AMC may stand for “American Movie Classics,” but they’ve been riding the horror genre bandwagon hard the last few years. Already the home of horror’s most successful series, The Walking Dead, and featuring Fearfest marathons during the Halloween season, it only made sense for AMC to push further with horror. In the late Spring they debuted their new streaming service, Shudder, available online at Shudder.com, and on ROKU and other devices. If you are a passionate horror junkie, gore hound, or even occasional genre dabbler, Shudder is worth the price of admission. The best compliment I can give Shudder is that browsing the channel on ROKU, I felt like I was back in the VHS video store days, scanning shelves up and down.
Shudder has a steady stream showing horror movies every time you go to the site. Just yesterday, before I made a selection, they had on the awesome French zombie film, The Horde. The website allows you to browse through 29 sub-sections and sub-genres including “Psychos and Madmen,” “A-Horror,” “Zombie Jamboree,” and “Monster Mash,” or scan films alphabetically. If you’ve been unhappy with the selections on popular streaming sites like Netflix and Hulu, Shudder is the one for you. They offer free 14-day trials, where you can peruse the hundreds of titles. In my 2-week free period I filled up on a bunch of 70s/80s slashers I had missed, like the original 1983 Sleepaway Camp, 1979’s Tourist Trap, 1982’s Basket Case, and 1989’s Intruder. Last night, to honor the late great Wes Craven, I watched an unheralded pre-Freddy Craven film, 1981’s Deadly Blessing starring a young, then-unknown Sharon Stone.

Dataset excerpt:
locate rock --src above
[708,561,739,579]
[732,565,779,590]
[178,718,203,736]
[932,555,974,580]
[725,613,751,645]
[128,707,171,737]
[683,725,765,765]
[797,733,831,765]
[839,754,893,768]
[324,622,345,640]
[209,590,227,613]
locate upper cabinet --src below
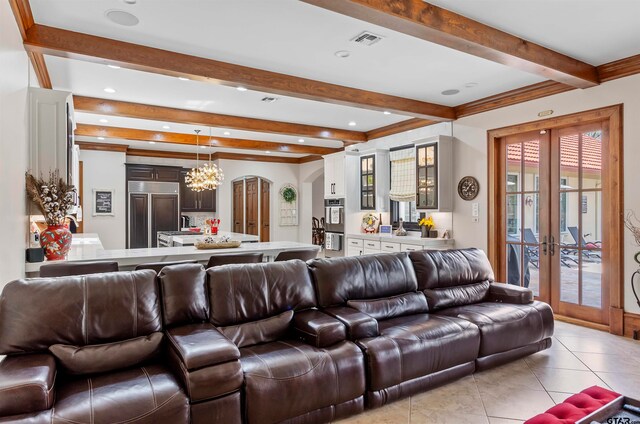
[416,136,453,212]
[324,152,345,199]
[358,150,390,212]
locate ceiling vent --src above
[351,31,382,46]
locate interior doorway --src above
[489,106,623,334]
[231,176,272,242]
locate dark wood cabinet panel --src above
[127,165,155,181]
[151,194,180,247]
[260,180,271,242]
[129,193,149,249]
[233,181,244,233]
[245,178,258,236]
[155,166,182,183]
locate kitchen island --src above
[25,234,319,277]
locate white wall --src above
[0,1,35,290]
[364,75,640,313]
[80,150,127,249]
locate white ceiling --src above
[428,0,640,66]
[31,0,640,157]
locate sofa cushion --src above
[218,311,293,347]
[0,353,56,417]
[437,301,553,357]
[51,365,189,424]
[0,270,162,354]
[207,260,316,327]
[240,340,365,424]
[158,264,209,326]
[309,253,418,308]
[410,249,494,310]
[347,293,429,320]
[357,314,480,391]
[49,332,163,375]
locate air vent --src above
[351,31,382,46]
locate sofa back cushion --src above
[347,292,429,320]
[309,253,418,308]
[49,332,163,375]
[0,270,162,354]
[158,264,209,326]
[410,248,494,310]
[207,260,316,327]
[218,310,293,347]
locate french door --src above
[498,120,615,325]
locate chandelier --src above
[184,128,224,192]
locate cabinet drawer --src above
[364,240,380,250]
[380,241,400,252]
[400,243,424,252]
[347,239,363,247]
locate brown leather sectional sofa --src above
[0,249,553,424]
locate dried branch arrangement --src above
[26,171,76,225]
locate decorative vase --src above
[40,225,71,261]
[396,220,407,236]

Written tasks:
a: Based on the Shudder review, do these statements agree with the text? (i) Shudder offers free 14-day trials. (ii) AMC debuted Shudder in the late fall. (iii) The reviewer watched a Wes Craven film to honor him. Give yes or no for each, with the deciding words quoted.
b: Select every line of the rows that contains the word "cabinet".

Answers for the tasks:
a:
(i) Yes: "They offer free 14-day trials"
(ii) No: "In the late Spring they debuted their new streaming service, Shudder"
(iii) Yes: "to honor the late great Wes Craven, I watched an unheralded pre-Freddy Craven film"

b:
locate upper cabinet --src below
locate dark wood cabinet panel --src above
locate cabinet drawer --src above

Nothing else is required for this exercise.